====== Stored records ======
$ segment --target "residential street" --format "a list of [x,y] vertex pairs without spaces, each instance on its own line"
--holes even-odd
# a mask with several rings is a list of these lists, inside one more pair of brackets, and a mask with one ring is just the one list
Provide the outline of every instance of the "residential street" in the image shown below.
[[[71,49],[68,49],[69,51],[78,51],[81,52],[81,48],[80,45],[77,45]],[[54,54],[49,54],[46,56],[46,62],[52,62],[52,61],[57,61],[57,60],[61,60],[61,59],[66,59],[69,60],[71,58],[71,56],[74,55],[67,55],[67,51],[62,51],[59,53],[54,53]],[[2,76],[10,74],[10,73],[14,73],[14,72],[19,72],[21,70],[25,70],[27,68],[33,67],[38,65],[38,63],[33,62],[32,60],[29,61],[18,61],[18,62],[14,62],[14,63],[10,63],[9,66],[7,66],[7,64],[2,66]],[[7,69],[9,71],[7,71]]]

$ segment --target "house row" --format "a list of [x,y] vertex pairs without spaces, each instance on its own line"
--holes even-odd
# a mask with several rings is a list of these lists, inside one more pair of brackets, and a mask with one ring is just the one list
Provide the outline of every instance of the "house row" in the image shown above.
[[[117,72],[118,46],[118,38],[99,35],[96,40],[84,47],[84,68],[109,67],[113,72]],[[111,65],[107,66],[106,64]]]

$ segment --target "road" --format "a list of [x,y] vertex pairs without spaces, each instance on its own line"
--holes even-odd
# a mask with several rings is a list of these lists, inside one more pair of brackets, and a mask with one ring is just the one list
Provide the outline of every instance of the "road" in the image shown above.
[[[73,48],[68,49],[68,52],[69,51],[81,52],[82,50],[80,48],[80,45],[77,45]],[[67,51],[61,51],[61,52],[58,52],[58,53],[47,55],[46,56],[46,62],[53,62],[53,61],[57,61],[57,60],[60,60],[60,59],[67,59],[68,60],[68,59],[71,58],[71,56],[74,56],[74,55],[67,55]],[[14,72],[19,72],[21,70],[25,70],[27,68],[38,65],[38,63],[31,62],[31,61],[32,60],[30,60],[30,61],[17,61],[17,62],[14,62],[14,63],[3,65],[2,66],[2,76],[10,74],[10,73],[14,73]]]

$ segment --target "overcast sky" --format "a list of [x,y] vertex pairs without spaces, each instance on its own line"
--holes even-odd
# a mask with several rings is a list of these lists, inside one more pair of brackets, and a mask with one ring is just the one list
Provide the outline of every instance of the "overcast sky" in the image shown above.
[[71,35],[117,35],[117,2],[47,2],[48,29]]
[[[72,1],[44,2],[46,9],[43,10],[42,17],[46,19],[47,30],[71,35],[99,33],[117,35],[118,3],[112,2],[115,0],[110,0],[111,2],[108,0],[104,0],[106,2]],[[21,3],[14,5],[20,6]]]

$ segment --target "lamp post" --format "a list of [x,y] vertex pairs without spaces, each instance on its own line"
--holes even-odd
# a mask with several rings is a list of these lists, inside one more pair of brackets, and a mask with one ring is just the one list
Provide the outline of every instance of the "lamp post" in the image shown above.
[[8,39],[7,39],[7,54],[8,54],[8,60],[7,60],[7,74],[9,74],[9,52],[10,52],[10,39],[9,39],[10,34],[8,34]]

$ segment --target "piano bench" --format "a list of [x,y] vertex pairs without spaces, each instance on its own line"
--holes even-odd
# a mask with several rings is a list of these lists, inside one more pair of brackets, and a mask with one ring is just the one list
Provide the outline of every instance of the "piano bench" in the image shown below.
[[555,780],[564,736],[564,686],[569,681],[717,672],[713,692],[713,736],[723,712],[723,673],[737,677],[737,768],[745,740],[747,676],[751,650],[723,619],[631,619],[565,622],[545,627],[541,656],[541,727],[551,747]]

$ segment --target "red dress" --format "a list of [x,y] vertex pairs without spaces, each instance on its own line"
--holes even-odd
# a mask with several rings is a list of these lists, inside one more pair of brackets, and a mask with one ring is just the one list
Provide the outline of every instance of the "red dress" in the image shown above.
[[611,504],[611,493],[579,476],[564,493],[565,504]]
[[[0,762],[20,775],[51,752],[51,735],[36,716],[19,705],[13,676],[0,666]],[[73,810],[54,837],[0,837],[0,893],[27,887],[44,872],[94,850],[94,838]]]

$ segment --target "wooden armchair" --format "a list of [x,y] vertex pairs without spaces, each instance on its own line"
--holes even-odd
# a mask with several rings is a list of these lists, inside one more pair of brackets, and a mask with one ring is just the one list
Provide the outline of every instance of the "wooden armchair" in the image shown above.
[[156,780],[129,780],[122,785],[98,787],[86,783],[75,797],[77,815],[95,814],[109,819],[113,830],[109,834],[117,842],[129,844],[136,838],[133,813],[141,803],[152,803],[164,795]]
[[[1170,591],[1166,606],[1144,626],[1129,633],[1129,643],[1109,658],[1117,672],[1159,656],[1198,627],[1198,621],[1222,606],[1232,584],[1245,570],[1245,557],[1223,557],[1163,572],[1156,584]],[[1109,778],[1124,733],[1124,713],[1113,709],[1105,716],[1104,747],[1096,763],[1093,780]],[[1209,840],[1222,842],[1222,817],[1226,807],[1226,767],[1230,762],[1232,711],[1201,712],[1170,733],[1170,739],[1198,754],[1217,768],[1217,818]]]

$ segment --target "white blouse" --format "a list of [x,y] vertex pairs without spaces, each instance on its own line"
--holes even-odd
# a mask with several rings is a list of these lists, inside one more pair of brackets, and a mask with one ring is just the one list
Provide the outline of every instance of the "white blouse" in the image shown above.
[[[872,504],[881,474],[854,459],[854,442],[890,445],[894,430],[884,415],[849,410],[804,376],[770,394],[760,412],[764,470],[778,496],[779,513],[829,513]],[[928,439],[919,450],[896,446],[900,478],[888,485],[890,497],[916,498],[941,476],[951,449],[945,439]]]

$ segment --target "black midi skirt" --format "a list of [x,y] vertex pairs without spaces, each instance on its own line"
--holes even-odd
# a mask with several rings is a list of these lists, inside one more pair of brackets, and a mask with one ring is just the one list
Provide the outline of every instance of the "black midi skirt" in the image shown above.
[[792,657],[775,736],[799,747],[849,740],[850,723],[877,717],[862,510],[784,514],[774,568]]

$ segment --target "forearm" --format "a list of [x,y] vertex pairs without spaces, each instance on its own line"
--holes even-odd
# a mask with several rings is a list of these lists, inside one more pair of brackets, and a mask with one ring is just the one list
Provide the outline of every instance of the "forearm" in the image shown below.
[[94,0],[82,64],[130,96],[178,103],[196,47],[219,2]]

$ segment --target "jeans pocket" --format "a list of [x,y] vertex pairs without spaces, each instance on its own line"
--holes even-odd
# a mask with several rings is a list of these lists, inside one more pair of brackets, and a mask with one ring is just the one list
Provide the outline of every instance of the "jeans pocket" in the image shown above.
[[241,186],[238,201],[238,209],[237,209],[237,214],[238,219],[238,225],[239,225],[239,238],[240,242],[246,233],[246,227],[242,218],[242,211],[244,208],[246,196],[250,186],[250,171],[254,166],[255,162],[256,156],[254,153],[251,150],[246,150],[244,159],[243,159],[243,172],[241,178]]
======
What you need to do:
The records above should be duplicated in full, exactly as given.

Result:
$ segment --target "residential street" --format "a list of [x,y] vertex pairs without spaces, each instance on its own line"
--holes even-odd
# a mask with several rings is a list of these lists, inside one more pair of brackets, and a mask with one ring is just the one list
Provide the outline of every instance of the "residential street" in the image shown below.
[[[71,49],[68,49],[69,51],[78,51],[81,52],[81,48],[80,45],[77,45]],[[54,54],[49,54],[46,56],[46,62],[52,62],[52,61],[57,61],[57,60],[61,60],[61,59],[66,59],[69,60],[71,58],[71,56],[74,55],[67,55],[67,51],[62,51],[59,53],[54,53]],[[2,76],[10,74],[10,73],[14,73],[14,72],[19,72],[21,70],[25,70],[27,68],[33,67],[38,65],[38,63],[33,62],[32,60],[29,61],[18,61],[18,62],[14,62],[14,63],[10,63],[9,66],[7,66],[7,64],[2,66]],[[7,69],[9,71],[7,71]]]

$ segment --target "house row" --format "a list of [x,y] vertex pairs without spaces, each instance on its own line"
--holes even-odd
# a mask with several rings is a list of these lists, inside one more pair of brackets, and a mask with one ring is just the one list
Provide the outline of every instance of the "house row" in the image shown above.
[[[117,72],[118,46],[118,38],[99,35],[96,40],[84,47],[84,68],[109,67],[113,72]],[[111,65],[107,66],[106,64]]]

$ segment --target "road" --format "a list of [x,y] vertex pairs without spaces, each instance on its own line"
--holes even-odd
# a mask with several rings is a list of these lists, inside one more pair of brackets, and a mask with one ring is just the one list
Provide the outline of every instance of the "road" in the image shown above.
[[[73,48],[68,49],[68,52],[69,51],[81,52],[82,50],[80,48],[80,45],[77,45]],[[67,51],[61,51],[61,52],[58,52],[58,53],[47,55],[46,56],[46,62],[53,62],[53,61],[57,61],[57,60],[60,60],[60,59],[67,59],[68,60],[68,59],[71,58],[71,56],[74,56],[74,55],[67,55]],[[14,72],[19,72],[21,70],[25,70],[27,68],[38,65],[38,63],[31,62],[31,61],[32,60],[30,60],[30,61],[17,61],[17,62],[14,62],[14,63],[3,65],[2,66],[2,76],[10,74],[10,73],[14,73]]]

$ segment --target "overcast sky" --format "a list of [x,y] vertex pairs without spaces, each instance on its own line"
--holes even-odd
# a mask with several rings is a list of these lists, inside one more pair of brackets, and a mask with one ring is just the one list
Provide the outline of every instance of the "overcast sky" in the image shown above.
[[71,35],[117,35],[117,2],[47,2],[48,29]]
[[[72,1],[44,2],[46,9],[43,10],[42,17],[46,19],[47,30],[71,35],[99,33],[117,35],[118,3],[112,2],[115,0],[110,0],[111,2],[108,0],[104,0],[106,2]],[[21,3],[14,5],[20,6]]]

$ segment --target "lamp post" --format "a list of [x,y] vertex pairs without spaces, each instance on its own line"
--holes even-odd
# a mask with several rings is a list of these lists, inside one more pair of brackets, and a mask with one ring is just the one list
Provide the outline of every instance of the "lamp post" in the image shown above.
[[8,39],[7,39],[7,54],[8,54],[8,60],[7,60],[7,74],[9,74],[9,52],[10,52],[10,39],[9,39],[10,34],[8,34]]

$ segment --target "piano bench" --format "a list of [x,y] vertex pairs without spaces, each instance on its own line"
--holes even-odd
# a mask with several rings is a list of these lists, inside one more pair of brackets, and a mask with one ring is just the one list
Provide the outline of every instance of the "piano bench" in the image shown below.
[[555,780],[564,736],[564,686],[569,681],[717,672],[713,692],[713,736],[723,712],[723,673],[737,677],[737,768],[745,740],[747,676],[751,650],[723,619],[631,619],[565,622],[545,627],[541,656],[541,727],[551,747]]

$ segment --target "red dress" --format "a list of [x,y] vertex pairs without spaces, each instance on its own line"
--holes even-odd
# a mask with several rings is a list of these lists, inside one more pair of brackets, and a mask with one ring is just the one list
Provide the outline of every instance of the "red dress" in the image shown above.
[[611,504],[611,493],[579,476],[564,493],[565,504]]
[[[0,762],[20,775],[51,752],[51,735],[36,716],[19,705],[13,676],[0,666]],[[73,810],[54,837],[0,837],[0,893],[27,887],[44,872],[94,850],[94,838]]]

$ segment --target "wooden armchair" --format "a list of [x,y] vertex pairs without spaces, each instance on its own line"
--holes even-odd
# a mask with several rings is a list of these lists, inside one more pair of brackets, and a mask with one ring is just the one list
Provide the outline of every instance of the "wooden armchair" in the image shown above.
[[156,780],[129,780],[122,785],[98,787],[86,783],[75,797],[77,815],[95,814],[109,819],[113,830],[109,834],[117,842],[129,844],[136,838],[133,813],[141,803],[152,803],[164,795]]
[[[1170,591],[1166,606],[1144,626],[1129,633],[1129,643],[1109,658],[1117,672],[1159,656],[1198,627],[1198,621],[1222,606],[1232,584],[1245,570],[1245,557],[1223,557],[1163,572],[1156,584]],[[1109,778],[1124,733],[1124,713],[1113,709],[1105,716],[1104,747],[1096,763],[1093,780]],[[1209,840],[1222,842],[1222,817],[1226,807],[1226,767],[1230,762],[1232,711],[1201,712],[1170,733],[1170,739],[1198,754],[1217,768],[1217,818]]]

$ segment --target "white blouse" --format "a list of [x,y] vertex pairs without spaces, each instance on its own line"
--holes even-odd
# a mask with several rings is a list of these lists, inside one more pair of brackets, and a mask with one ring is just the one list
Provide the outline of every instance of the "white blouse" in the image shown above.
[[[872,504],[881,474],[854,459],[854,442],[890,445],[894,430],[884,415],[849,410],[804,376],[770,394],[760,412],[764,470],[778,496],[779,513],[829,513]],[[928,439],[919,450],[896,446],[900,478],[888,485],[890,497],[916,498],[941,476],[951,449],[945,439]]]

$ segment --target "black midi skirt" --format "a list of [x,y] vertex pairs without spaces, each instance on its own line"
--holes even-odd
# a mask with several rings is a list of these lists, inside one more pair of brackets, and a mask with one ring is just the one list
Provide the outline of every instance of the "black midi skirt" in the image shown above.
[[792,657],[775,736],[799,747],[849,740],[850,723],[877,717],[862,510],[784,514],[774,568]]

$ segment --target "forearm" --format "a list of [x,y] vertex pairs without spaces, each instance on its own line"
--holes even-odd
# a mask with several rings is a list of these lists, inside one more pair of brackets, and a mask with one ring is just the one list
Provide the outline of every instance of the "forearm" in the image shown below.
[[94,0],[82,64],[130,96],[178,103],[196,47],[219,2]]

$ segment --target "jeans pocket" --format "a list of [x,y] vertex pairs without spaces, each instance on its own line"
--holes even-odd
# a mask with several rings is a list of these lists, inside one more pair of brackets, and a mask with one ring is just the one list
Provide the outline of every instance of the "jeans pocket" in the image shown above.
[[241,186],[238,201],[238,209],[237,209],[237,214],[238,219],[238,225],[239,225],[239,238],[240,242],[246,233],[246,227],[242,218],[242,211],[244,208],[246,196],[250,186],[250,171],[254,166],[255,162],[256,156],[254,153],[251,150],[246,150],[244,159],[243,159],[243,172],[241,178]]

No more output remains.